## Saved data entries:

━━━━━━

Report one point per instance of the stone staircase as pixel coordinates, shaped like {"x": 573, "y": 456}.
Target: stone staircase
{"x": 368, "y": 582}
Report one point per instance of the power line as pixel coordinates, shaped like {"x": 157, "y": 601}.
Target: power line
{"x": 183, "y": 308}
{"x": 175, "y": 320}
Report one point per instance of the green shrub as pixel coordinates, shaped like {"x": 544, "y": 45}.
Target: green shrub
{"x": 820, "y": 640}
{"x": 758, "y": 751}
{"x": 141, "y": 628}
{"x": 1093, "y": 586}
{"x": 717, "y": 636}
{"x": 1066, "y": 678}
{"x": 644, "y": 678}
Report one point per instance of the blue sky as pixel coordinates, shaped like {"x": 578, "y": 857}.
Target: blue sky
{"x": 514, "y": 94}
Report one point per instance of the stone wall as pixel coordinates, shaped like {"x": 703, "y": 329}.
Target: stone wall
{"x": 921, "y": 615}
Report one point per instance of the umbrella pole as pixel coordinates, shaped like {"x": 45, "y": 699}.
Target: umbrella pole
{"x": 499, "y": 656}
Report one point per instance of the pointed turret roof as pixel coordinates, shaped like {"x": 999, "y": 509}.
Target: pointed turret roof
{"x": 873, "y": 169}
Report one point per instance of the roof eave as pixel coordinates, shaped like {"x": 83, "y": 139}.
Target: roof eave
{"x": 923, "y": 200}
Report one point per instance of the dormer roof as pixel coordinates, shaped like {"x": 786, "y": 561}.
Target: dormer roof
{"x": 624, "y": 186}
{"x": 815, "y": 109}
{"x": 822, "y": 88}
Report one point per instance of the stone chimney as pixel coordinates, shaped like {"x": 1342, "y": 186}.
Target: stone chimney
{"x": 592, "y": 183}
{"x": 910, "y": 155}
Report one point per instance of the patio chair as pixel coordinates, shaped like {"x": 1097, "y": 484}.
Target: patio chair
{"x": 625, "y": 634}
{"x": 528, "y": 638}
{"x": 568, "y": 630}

━━━━━━

## Assigned task:
Each line of the entries where the string "pixel" occurs should be shown.

## Answer section:
Report one point per instance of the stone staircase as pixel coordinates, shaped like {"x": 573, "y": 456}.
Report one point per instance of the power line as pixel coordinates, shaped like {"x": 157, "y": 601}.
Report one point per instance of the green shrub as pixel coordinates, shaped like {"x": 544, "y": 45}.
Report one point per instance of the blue sky as pixel coordinates, shaped like {"x": 578, "y": 857}.
Report one point per instance of the stone wall as pixel coordinates, shaped like {"x": 703, "y": 329}.
Report one point per instance of the umbrella pole as pixel coordinates, shaped like {"x": 45, "y": 699}.
Report one point per instance of the pointed turret roof as pixel coordinates, shaped like {"x": 999, "y": 509}.
Report one point per instance of the roof eave as pixel coordinates, shaped like {"x": 83, "y": 139}.
Report one point per instance of the dormer roof as pixel coordinates, shaped like {"x": 786, "y": 561}.
Report one point per instance of the stone chimney as pixel coordinates, shaped like {"x": 1342, "y": 186}.
Report one point per instance of the patio chair as pixel coordinates, shaped like {"x": 1097, "y": 484}.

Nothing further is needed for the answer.